Extend the blog entry about reading Hemingway's "A Moveable Feast" during an airport layover, picking up after its final sentence.

__PASSAGE GIVEN__:
::::::::

Thursday, February 14, 2008
Numero Uno: The Passion
A quick note about this blog. I wrote this a few weeks ago, while my internet was still out of commission. I am actually headed off to Paris tomorrow. I wanted to release this on Monday but my internet was still out, so now my blogs will come out every Friday, with this being an early release due to my absence. I have a lot of things I want to see and do while in Paris this weekend, as far as writing goes, I have a dream inspired short story I hope to finish while away. Anyways, I hope everyone has a great weekend and is enjoying the new scene for my blogs.
-Joe
After spending an hour and a half trying to find the terminal for my connecting flight, I finally got a chance to sit down. I spent the first few minutes cursing Philadelphia and everything associated with it. Realizing that I was going to become quickly bored, I decided that I should do a little light reading. Hell, I had about six hours until my flight was to board, and it's not like there is anything to do at the airport anyways.
I pulled out a copy of Hemingway's “A Moveable Feast.” I had read the first chapter before I left Pittsburgh and decided from that chapter that this book was going to be a great influence. Whether it be in my life, or my writing, or any thing else that can be influenced, it was going to change me.
The next thing I realized, I was on a plane heading for Germany and all I could think about was the most remarkable novel that I had just read. All the different views that Hemingway and I shared. Events that had taken place in my life that paralleled his. I was able to see where my style of writing had been hugely derived from, which came as sort of a surprise to me since I had more aligned myself with F. Scott then Hemingway.

::::::::

__EXTRACTED DATA__:
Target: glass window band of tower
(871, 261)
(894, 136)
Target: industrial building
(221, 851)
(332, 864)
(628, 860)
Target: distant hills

::::::::

__OUTPUT OF THE TASK__:
After reading “A Moveable Feast,” I realized what that feeling was after the first chapter. At first I thought of it as a muse, but quickly came to realize that it wasn't inspiration, it was a kick in the ass. I had been talking about writing and publishing a novel for over a year now and only became semi-serious over the past four months [only to decide to change direction a few chapters in, forcing myself to start all over]. I wanted to read more. Over the past two years, I had only read two books, one being a very short novella by Ayn Rand. I wanted to do so much, and Hemingway got me out of my procrastination and helped me become a man of substance. His kick in the ass, released my passion for writing and even got me to rewrite the first chapter of my novel into something much deeper than what was originally written.
I quickly lost that passion though, due to the many variables I face in life.
Work became very busy when I got back to Germany. I had a few upcoming assignments for the Herald Post coming up, which didn't seem to matter to anyone in my NCO support channel. Add that to the many bullshit tasks given to me everyday and the fact that I am still trying to learn how to write like a journalist, it was very hard to motivate myself to write, or read, or care. And when I did get motivated to sit down at the computer and write, I found myself lost in the internet.
Then, one weekend, while surfing around on the web, I discovered that my W-2 was up and I could do my taxes. After that tedious task, I realized that I had just come into $1,500 dollars, so naturally, my mind begun thinking of how it could be spent. That was when Hemingway gave me another kick in the ass. While looking around at different televisions and other gizmo's, I happened to glance at my coffee table and saw “A Moveable Feast” sitting there along with George Orwell's “Down and Out In Paris and London,” and that is when it hit me.
I am only a four hour train ride from Paris. Not only would it would be great to just go there and say that I have been to Paris but this is the city that so many writers from the Lost Generation and other time periods escaped to. I needed to escape. Sure the thirty day vacation I had just come back from should be enough for any man to come back to work relaxed, but when you are as low as I am on the totem pole and have as many if not more responsibilities as the Chief, you become so stressed that it feels like you are pushing two days into one. And anyways, for the amount of work I do, I deserve another break from it all.
So first it was train tickets. That is easy. All I have to do is go on the web and enter my destination and dates of travel and I can print them off in no time, but when should I go? Payday is on the first and I have a three day pass I still have to use. Three days though? That isn't long enough. I really can't take any leave days since I need to save those in case my family decides to fly out in March. Ah Ha! The fifteenth. Not only is it a payday, but it is also a four day weekend. I could live with only going to Paris for four days, besides I can always go back later on in the year.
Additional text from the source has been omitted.